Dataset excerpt
((
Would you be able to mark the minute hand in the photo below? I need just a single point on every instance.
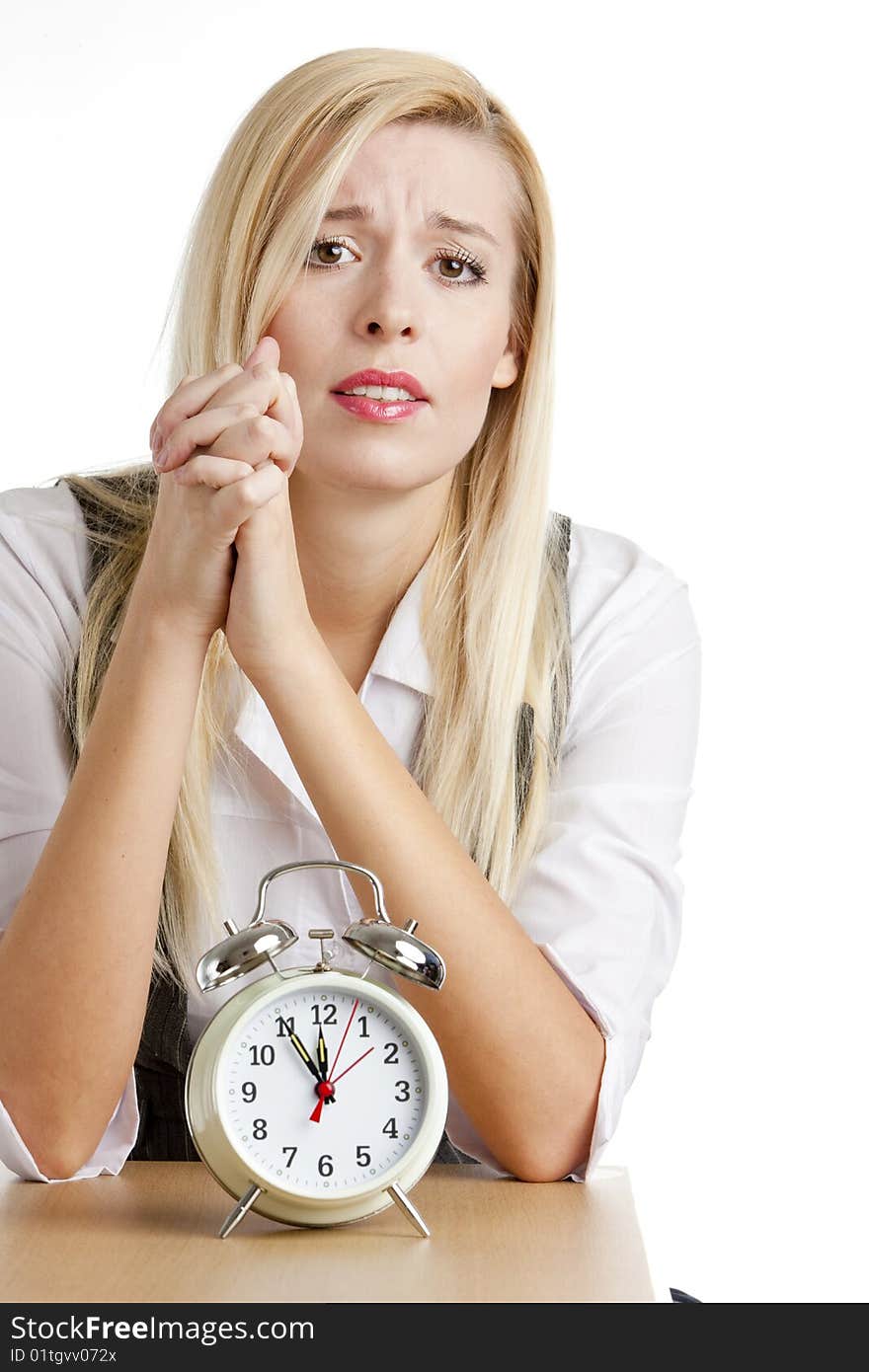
(323, 1056)
(302, 1051)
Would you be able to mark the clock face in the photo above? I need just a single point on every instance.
(323, 1091)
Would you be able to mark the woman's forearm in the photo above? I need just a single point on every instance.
(523, 1056)
(76, 957)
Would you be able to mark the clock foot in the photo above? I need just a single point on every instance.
(239, 1212)
(412, 1213)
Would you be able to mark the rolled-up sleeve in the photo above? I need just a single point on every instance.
(41, 595)
(601, 896)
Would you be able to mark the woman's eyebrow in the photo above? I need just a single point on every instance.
(435, 220)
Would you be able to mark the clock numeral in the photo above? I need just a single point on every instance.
(261, 1055)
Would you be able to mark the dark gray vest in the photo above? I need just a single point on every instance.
(165, 1047)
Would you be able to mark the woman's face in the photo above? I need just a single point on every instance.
(403, 295)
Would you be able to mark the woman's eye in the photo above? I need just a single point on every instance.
(328, 246)
(465, 267)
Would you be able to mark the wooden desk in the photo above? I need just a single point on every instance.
(150, 1235)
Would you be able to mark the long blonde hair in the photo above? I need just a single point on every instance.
(493, 620)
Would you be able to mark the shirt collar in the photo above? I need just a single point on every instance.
(401, 657)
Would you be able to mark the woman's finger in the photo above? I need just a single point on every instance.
(236, 501)
(271, 390)
(209, 470)
(200, 431)
(189, 398)
(256, 440)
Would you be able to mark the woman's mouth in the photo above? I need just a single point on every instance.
(386, 412)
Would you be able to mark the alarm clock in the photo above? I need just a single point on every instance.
(315, 1097)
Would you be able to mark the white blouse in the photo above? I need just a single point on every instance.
(601, 899)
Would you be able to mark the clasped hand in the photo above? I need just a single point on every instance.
(249, 415)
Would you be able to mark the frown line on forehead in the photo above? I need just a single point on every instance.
(435, 220)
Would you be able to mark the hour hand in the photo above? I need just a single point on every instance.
(302, 1051)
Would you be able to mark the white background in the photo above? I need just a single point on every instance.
(707, 169)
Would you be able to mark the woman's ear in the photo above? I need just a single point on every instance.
(507, 370)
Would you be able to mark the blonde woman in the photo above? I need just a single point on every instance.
(330, 620)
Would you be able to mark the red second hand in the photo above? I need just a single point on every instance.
(345, 1033)
(326, 1088)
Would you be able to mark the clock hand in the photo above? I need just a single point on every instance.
(352, 1066)
(324, 1062)
(345, 1033)
(299, 1047)
(327, 1093)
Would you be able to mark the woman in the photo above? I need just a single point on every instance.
(331, 623)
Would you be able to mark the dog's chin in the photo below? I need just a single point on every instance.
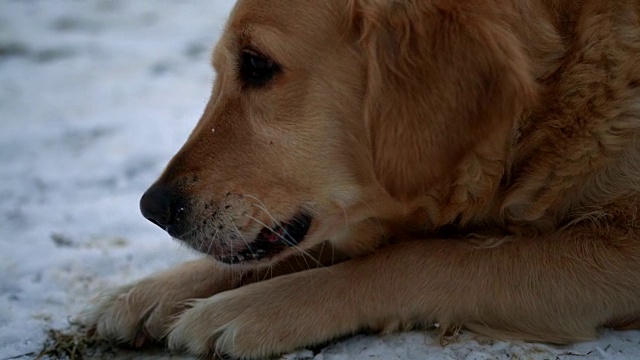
(268, 244)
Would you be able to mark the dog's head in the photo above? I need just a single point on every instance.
(329, 113)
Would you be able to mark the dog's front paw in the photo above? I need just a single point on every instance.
(263, 319)
(141, 313)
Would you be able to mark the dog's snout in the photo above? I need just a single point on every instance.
(155, 205)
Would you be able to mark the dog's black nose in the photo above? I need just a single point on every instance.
(155, 205)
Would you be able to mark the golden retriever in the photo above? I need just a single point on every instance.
(380, 164)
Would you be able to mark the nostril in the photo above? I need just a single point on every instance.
(155, 205)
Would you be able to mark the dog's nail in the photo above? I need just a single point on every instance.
(141, 339)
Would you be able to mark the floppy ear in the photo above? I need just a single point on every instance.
(442, 80)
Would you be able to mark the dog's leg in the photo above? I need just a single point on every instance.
(141, 312)
(557, 289)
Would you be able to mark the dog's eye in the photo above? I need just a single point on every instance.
(256, 70)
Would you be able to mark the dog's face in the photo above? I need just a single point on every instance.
(265, 170)
(318, 116)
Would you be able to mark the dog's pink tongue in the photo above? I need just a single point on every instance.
(275, 236)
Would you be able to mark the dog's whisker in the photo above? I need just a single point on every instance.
(284, 239)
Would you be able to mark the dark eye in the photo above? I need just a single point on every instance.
(256, 70)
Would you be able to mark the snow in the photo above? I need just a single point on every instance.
(95, 97)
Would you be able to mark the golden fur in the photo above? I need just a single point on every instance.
(470, 163)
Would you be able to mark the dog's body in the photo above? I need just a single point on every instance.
(469, 163)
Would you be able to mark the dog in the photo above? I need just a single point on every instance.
(384, 164)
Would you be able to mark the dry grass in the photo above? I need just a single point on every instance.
(73, 344)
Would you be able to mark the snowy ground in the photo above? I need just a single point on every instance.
(95, 97)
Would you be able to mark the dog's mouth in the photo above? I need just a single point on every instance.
(271, 241)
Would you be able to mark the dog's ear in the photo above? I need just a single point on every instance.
(441, 80)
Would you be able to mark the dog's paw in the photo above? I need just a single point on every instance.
(141, 313)
(261, 320)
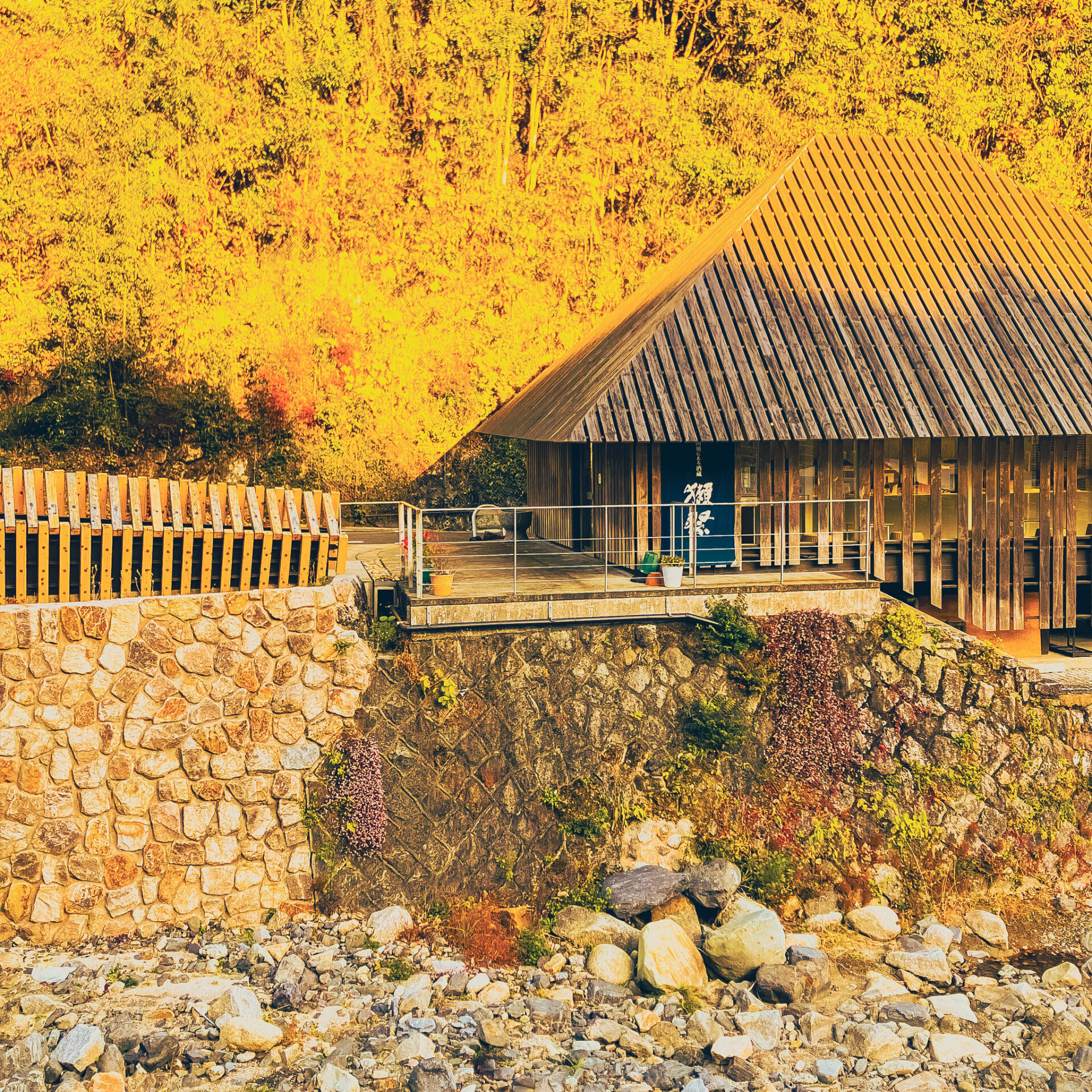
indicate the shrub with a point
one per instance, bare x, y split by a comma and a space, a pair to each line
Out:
717, 725
477, 929
398, 970
729, 630
532, 946
384, 634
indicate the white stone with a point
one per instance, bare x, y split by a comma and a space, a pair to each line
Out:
880, 923
954, 1005
388, 924
746, 942
873, 1042
415, 1045
988, 926
667, 958
249, 1033
81, 1046
611, 963
236, 1002
764, 1028
1064, 974
949, 1049
333, 1079
879, 986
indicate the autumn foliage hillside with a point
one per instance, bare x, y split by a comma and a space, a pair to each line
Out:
320, 241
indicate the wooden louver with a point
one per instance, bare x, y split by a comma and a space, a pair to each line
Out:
73, 536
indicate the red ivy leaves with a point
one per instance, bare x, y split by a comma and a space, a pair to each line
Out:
813, 737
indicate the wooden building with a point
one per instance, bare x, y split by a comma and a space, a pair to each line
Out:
883, 320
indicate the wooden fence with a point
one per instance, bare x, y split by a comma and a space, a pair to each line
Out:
77, 536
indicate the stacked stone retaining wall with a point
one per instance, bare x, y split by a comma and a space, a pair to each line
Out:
153, 756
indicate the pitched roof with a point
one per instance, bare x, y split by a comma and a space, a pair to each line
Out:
871, 287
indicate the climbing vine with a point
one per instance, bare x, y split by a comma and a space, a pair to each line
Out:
813, 737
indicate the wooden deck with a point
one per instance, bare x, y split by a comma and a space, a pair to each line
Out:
549, 580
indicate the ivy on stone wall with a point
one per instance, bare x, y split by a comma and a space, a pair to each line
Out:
813, 725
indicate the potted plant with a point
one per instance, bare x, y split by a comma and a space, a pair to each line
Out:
672, 568
438, 555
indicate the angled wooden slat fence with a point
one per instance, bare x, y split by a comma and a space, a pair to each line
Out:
77, 536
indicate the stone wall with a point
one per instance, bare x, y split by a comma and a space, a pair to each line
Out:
153, 756
594, 711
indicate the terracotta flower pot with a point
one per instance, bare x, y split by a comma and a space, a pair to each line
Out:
673, 576
442, 582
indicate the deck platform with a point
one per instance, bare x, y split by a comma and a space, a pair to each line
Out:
544, 582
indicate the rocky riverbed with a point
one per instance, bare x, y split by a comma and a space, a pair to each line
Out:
621, 1004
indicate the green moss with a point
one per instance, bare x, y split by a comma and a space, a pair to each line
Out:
903, 626
717, 725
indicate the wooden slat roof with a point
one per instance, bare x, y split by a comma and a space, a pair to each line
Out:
871, 287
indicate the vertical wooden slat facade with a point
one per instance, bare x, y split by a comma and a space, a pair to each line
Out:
79, 537
958, 532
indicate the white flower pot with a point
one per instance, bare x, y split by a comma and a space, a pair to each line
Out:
673, 574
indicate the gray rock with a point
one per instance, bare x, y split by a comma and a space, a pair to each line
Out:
917, 1016
801, 954
1058, 1037
764, 1028
291, 969
587, 928
601, 993
642, 889
713, 883
1082, 1061
81, 1048
549, 1015
159, 1051
125, 1033
433, 1075
873, 1042
287, 996
668, 1075
930, 965
110, 1062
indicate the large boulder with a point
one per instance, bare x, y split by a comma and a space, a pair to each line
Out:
880, 923
873, 1042
667, 958
950, 1049
587, 928
930, 963
610, 963
713, 883
249, 1033
81, 1048
642, 889
1060, 1037
988, 926
747, 942
389, 924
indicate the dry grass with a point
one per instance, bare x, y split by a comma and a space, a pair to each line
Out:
478, 932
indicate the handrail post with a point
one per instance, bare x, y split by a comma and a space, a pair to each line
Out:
694, 545
606, 551
783, 542
403, 541
420, 553
868, 537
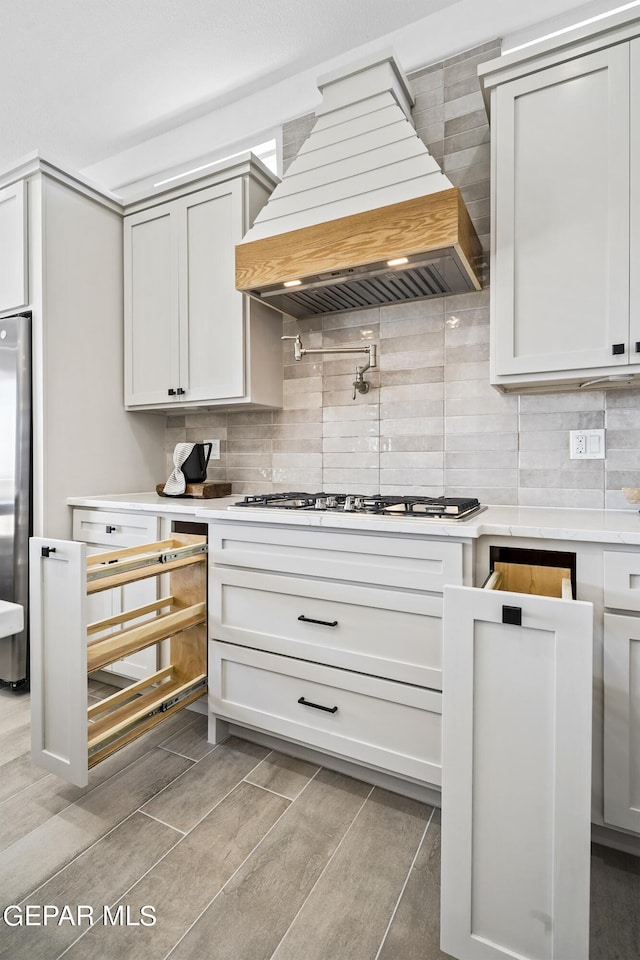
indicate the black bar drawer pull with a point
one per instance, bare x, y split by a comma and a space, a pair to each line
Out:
323, 623
512, 615
317, 706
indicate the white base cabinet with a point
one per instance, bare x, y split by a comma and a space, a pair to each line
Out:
393, 727
622, 690
516, 779
332, 640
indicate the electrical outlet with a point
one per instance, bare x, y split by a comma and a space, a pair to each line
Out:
215, 449
586, 444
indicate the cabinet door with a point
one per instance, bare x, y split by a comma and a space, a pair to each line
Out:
622, 721
13, 247
516, 785
560, 273
151, 306
212, 332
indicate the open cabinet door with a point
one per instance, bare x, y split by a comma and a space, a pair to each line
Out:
516, 776
58, 657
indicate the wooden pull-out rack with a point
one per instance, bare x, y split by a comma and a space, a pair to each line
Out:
))
Given problem
Write out exactly the lines from the line containing "indicate the large boulder with a point" through the last line of the listing above, please, and leave out any pictures.

Answer in full
indicate the large boulder with a point
one per instance, bare x, y split by a comma and a space, a pair to each line
Out:
880, 923
873, 1042
667, 958
950, 1049
587, 928
930, 963
610, 963
713, 883
249, 1033
81, 1048
642, 889
1060, 1037
988, 926
747, 942
389, 924
indicate the dry grass with a point
one per instance, bare x, y split by a comma and a space, a pair to each line
Out:
478, 932
indicate the handrail post with a point
one per instance, bare x, y split by a comma and a space, a pair to each line
Out:
694, 545
606, 551
783, 542
403, 541
420, 553
868, 537
indicate the black bar drawer pull with a point
one per instance, bare x, y split by a comma and a space, a pair to each line
Out:
323, 623
512, 615
317, 706
indicate the white base cabinet with a point
one per instance, bare x, y split by a comma and a space, a pair to each line
Out:
393, 727
622, 690
516, 779
332, 640
indicate the electrical outlet with a point
one per instance, bare x, y split by a comma and a space, a pair to each line
Out:
215, 449
586, 444
indicate the cabinet door with a point
one per instance, bare x, y split by a comma and a space, a pair to each line
Out:
622, 721
13, 247
516, 785
560, 273
151, 306
212, 332
indicate the open cabinet door with a point
one per instance, bare x, y split by a comma and a space, a pair to each line
Out:
516, 776
58, 657
indicate the wooden pull-out rack with a point
one per instance, bare x, y split by a comma and a space, a pair to each line
Out:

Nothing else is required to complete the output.